── ROWS ──

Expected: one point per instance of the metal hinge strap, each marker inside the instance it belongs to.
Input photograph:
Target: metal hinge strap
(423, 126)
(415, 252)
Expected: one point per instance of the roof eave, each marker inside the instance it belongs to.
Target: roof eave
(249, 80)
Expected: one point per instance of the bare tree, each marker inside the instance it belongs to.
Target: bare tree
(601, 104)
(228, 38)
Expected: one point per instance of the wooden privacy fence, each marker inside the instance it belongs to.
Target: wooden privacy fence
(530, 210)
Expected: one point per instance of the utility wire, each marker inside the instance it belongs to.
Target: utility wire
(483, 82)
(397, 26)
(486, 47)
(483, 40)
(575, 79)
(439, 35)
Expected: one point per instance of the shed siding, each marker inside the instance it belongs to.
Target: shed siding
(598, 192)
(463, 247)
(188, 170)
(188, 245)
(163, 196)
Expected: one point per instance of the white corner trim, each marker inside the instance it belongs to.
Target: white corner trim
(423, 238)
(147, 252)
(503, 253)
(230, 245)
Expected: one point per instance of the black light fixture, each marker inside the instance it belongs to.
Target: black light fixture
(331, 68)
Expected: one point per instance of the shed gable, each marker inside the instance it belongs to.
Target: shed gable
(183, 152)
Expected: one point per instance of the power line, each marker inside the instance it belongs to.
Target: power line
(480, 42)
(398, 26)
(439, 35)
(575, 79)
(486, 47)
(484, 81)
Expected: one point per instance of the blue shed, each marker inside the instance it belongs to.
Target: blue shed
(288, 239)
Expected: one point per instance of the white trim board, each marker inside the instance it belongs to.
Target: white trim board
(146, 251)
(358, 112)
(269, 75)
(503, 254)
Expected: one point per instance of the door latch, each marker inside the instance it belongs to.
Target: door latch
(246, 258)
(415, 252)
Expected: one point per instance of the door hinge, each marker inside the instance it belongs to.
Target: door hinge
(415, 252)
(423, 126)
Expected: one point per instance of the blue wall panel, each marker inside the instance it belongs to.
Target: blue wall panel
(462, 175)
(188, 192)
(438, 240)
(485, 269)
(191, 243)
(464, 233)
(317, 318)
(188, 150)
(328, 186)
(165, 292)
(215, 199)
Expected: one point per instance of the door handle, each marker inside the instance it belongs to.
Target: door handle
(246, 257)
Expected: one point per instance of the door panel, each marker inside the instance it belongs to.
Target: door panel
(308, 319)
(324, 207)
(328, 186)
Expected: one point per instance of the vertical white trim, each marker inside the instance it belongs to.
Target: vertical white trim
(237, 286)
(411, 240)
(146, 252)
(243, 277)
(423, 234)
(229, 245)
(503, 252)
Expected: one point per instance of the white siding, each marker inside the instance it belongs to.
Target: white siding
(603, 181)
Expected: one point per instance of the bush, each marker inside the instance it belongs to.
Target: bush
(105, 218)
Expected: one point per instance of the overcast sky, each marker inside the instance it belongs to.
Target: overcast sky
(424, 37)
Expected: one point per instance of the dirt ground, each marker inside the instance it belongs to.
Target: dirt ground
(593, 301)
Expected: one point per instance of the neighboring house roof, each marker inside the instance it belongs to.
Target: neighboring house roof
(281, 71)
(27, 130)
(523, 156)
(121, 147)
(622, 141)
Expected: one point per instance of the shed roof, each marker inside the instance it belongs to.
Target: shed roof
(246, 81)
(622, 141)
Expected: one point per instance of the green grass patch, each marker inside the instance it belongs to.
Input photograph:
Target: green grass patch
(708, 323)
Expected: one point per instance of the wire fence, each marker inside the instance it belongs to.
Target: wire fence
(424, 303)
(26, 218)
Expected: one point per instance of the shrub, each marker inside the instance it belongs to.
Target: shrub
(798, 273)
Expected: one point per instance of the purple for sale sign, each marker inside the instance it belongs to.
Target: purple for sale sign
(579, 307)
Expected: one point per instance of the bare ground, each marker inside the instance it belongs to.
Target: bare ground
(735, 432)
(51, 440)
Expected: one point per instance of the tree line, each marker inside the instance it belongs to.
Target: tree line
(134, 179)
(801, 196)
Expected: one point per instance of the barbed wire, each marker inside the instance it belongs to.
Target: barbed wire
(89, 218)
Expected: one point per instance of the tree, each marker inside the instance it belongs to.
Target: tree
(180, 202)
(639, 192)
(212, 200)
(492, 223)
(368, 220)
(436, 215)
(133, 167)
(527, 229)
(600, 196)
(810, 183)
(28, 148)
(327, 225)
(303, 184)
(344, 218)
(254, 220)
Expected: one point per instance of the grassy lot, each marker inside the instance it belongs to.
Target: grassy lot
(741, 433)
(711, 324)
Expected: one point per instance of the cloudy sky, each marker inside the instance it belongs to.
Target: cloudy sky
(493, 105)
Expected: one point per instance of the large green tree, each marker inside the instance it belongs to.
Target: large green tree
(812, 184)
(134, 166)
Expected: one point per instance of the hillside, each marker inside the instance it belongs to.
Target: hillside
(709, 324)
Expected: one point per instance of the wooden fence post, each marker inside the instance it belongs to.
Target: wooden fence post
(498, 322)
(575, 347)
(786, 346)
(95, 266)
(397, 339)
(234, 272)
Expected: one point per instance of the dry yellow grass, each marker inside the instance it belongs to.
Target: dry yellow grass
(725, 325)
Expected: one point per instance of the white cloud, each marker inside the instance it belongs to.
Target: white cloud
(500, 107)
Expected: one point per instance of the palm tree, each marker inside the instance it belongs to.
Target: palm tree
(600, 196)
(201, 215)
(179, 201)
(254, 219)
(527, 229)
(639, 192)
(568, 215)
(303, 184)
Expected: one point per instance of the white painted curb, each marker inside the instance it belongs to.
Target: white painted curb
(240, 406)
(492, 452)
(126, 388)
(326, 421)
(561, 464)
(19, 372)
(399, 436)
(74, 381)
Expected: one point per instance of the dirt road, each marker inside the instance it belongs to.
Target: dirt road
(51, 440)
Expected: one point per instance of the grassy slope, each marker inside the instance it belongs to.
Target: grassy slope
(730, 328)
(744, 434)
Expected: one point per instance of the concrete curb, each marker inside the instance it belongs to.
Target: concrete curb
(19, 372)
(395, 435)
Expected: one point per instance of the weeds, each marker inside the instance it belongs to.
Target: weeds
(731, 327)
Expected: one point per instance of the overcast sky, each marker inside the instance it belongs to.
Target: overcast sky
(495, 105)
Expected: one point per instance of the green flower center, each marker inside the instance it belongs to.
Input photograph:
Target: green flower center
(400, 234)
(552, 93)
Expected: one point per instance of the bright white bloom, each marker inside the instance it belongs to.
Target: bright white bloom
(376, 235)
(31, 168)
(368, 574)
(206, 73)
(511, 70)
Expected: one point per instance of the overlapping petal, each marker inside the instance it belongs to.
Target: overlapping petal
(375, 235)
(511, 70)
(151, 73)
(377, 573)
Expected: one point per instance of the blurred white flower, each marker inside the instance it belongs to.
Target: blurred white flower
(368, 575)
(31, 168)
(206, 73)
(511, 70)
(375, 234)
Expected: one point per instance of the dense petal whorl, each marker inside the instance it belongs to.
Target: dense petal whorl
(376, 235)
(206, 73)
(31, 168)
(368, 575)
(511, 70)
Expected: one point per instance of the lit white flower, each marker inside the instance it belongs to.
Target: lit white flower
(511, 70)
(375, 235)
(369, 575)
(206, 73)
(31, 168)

───

● **WHAT TO WORK ON**:
Extract all of the data exactly as written.

● **TASK OUTPUT**:
Expected: one point per instance of the metal hinge strap, each marker inside the instance it belongs to.
Input photograph:
Target: metal hinge strap
(423, 126)
(415, 252)
Expected: one point per instance of the roof eave, each marker inside the instance it belongs to.
Target: roof eave
(249, 80)
Expected: one point per instance of the bare tree, each marker inside the instance it belongs to.
Target: bare tree
(601, 104)
(228, 38)
Expected: one point per instance of the wooden privacy fence, each marker inside the instance it belongs to.
Target: wooden privacy fence
(530, 210)
Expected: one point per instance of the utility wire, each marker inside the instance it belongs to.
Target: utility wire
(483, 82)
(397, 26)
(486, 47)
(483, 40)
(575, 79)
(439, 35)
Expected: one point per instance of the shed siding, each marker inside the instance it belongs to.
Target: shed siding
(598, 192)
(463, 247)
(188, 170)
(188, 245)
(163, 196)
Expected: one point per instance of the white corner trim, each marker inside the instance it belongs to.
Target: white corner trim
(423, 238)
(147, 252)
(503, 253)
(230, 245)
Expected: one point per instance of the black light fixture, each marker inside the instance it belongs to.
Target: black light fixture
(331, 68)
Expected: one point per instance of the shed gable, each marker inside the instance it belongs to.
Target: shed gable
(183, 152)
Expected: one point per instance of the power line, each marker inside the instance it belongs to.
Target: power line
(480, 42)
(398, 26)
(439, 35)
(575, 79)
(486, 47)
(484, 81)
Expected: one point per instance of the blue shed, each marker inside the instance it belongs to.
Target: blue shed
(288, 239)
Expected: one point per instance of the white trim board, each marker inside the instance it belongs to.
Target: white trim board
(146, 251)
(358, 112)
(269, 75)
(503, 254)
Expected: one point per instance of the door latch, each marker inside the instance it belongs to.
Target: door latch
(246, 258)
(415, 252)
Expected: one point per instance of the door hinge, each marker inside the instance it belongs to.
Target: door hinge
(415, 252)
(423, 126)
Expected: one point per instance of the blue wall panel, each marker inside the instance it belongs to.
Target: blue wall panel
(462, 175)
(188, 192)
(438, 240)
(485, 269)
(191, 243)
(464, 233)
(317, 318)
(188, 150)
(328, 186)
(165, 292)
(215, 199)
Expected: one point per instance of the door handle, each marker inside the instance it belongs to.
Target: door handle
(246, 257)
Expected: one point per instance of the door panel, each marker inside the instance it belongs to.
Target: door panel
(308, 319)
(324, 207)
(328, 186)
Expected: one point per instance of the vertical white trim, each marker inside the instance it belongs to.
Target: vertical white trim
(237, 286)
(411, 240)
(146, 252)
(243, 277)
(423, 234)
(229, 245)
(503, 252)
Expected: one point per instance of the white siding, each marker inside the instance it belongs to.
Target: white siding
(603, 181)
Expected: one point per instance of the bush, each marker inside the instance it belongs to.
Target: bush
(105, 218)
Expected: one point per instance of the overcast sky, each marker inside the instance it belongs to.
Target: overcast sky
(424, 37)
Expected: one point per instance of the dirt ground, each marker inside the instance it belongs to.
Target: dirt ground
(593, 301)
Expected: one point per instance of the neighboring house roof, each marker inside the instance it belongs to.
Target: neighboring house roof
(281, 71)
(27, 130)
(523, 156)
(121, 147)
(622, 141)
Expected: one point per instance of the shed roof, each marker inside the instance it belongs to.
Target: shed roof
(246, 81)
(622, 141)
Expected: one point per instance of the green grass patch, each marker inside the instance it belongs to.
Input photograph:
Target: green grass patch
(708, 323)
Expected: one point per instance of the wire fence, each marker inside the instance it belongs to.
Target: wire fence
(424, 303)
(26, 218)
Expected: one point per instance of the shrub, each marker inside the instance it belongs to.
Target: shrub
(798, 273)
Expected: one point per instance of the purple for sale sign, each marker inside the instance it belongs to.
Target: purple for sale sign
(579, 307)
Expected: one point per instance of the bare ground, each marker inside the instance it belongs to.
Target: bare ground
(735, 432)
(51, 440)
Expected: one point per instance of the tree line, each marker inside the instance it belongs to.
Target: tree line
(134, 179)
(801, 196)
Expected: one point per instance of the barbed wire, each marker inside the instance it belongs to.
Target: barbed wire
(89, 218)
Expected: one point per instance of the tree, each marker inside the instance it belongs to.
Target: tree
(180, 202)
(639, 192)
(212, 200)
(492, 223)
(368, 220)
(436, 215)
(133, 167)
(527, 229)
(600, 196)
(810, 183)
(28, 148)
(327, 225)
(303, 184)
(344, 218)
(254, 220)
Expected: one point per instance of the grassy lot, each marker inside the instance it belongs to.
Target: grassy lot
(741, 433)
(711, 324)
Expected: one point per instance of the cloudy sky, each marker inside the instance it belongs to.
Target: cloudy sky
(493, 105)
Expected: one point per instance of the large green tree, each marker inside the instance it belongs to.
Target: large green tree
(812, 184)
(134, 166)
Expected: one point per instance of the hillside, each marker inside the instance it belongs to.
Target: hillside
(709, 324)
Expected: one point per instance of the wooden fence post, each marker inside the instance it belongs to.
Target: wooden fence post
(498, 322)
(575, 347)
(786, 346)
(95, 266)
(397, 339)
(234, 272)
Expected: one point per instance of the dry yellow grass, each marker inside the instance it belongs to.
Target: dry yellow grass
(725, 325)
Expected: one point per instance of the white cloud, each marker inside the instance it belongs to.
Target: white cloud
(500, 107)
Expected: one point per instance of the palm tree, each marker inside the instance it belongs to.
Target: palm tree
(600, 196)
(201, 215)
(179, 201)
(254, 219)
(527, 229)
(639, 192)
(568, 215)
(303, 184)
Expected: one point per instance of the white painted curb, each marker inside the instance it belongs to.
Target: white painted curb
(240, 406)
(492, 452)
(126, 388)
(326, 421)
(561, 464)
(19, 372)
(399, 436)
(74, 381)
Expected: one point per instance of the dirt road, each marker inside the instance it belongs to.
Target: dirt road
(51, 440)
Expected: one point per instance of the grassy slope, each marker inside the instance it belongs to.
Target: grassy slope
(730, 328)
(744, 434)
Expected: one point per instance of the concrete curb, each marker inside the instance it belongs to.
Target: concrete curb
(19, 372)
(395, 435)
Expected: one point per instance of the weeds, each marker inside the instance it belongs to.
Target: weeds
(731, 327)
Expected: one point per instance of the overcast sky, each marker inside the instance it belongs to.
Target: overcast sky
(495, 105)
Expected: one point per instance of the green flower center, each marker inside the instance it belongs to.
Input photograph:
Target: green flower center
(400, 234)
(552, 93)
Expected: one point per instance of the bright white bloom, each marker inside the instance it belongs to.
Target: bright white bloom
(376, 235)
(31, 168)
(368, 574)
(206, 73)
(511, 70)
Expected: one point per instance of the overlapping petal, each marker inside the instance it belongs to.
Target: overlapping petal
(375, 235)
(511, 70)
(151, 73)
(377, 573)
Expected: one point per instance of the blurred white flower, each marker inside the instance it belongs to.
Target: blurred white flower
(368, 575)
(31, 168)
(206, 73)
(511, 70)
(375, 234)
Expected: one point per instance of the dense petal whorl, each marker inside the instance it belongs to.
Target: dense petal whorl
(376, 235)
(206, 73)
(31, 168)
(368, 575)
(511, 70)
Expected: one point per instance of the lit white flower, each marker inside the instance it belongs to.
Target: lit white flower
(511, 70)
(375, 235)
(369, 575)
(206, 73)
(31, 168)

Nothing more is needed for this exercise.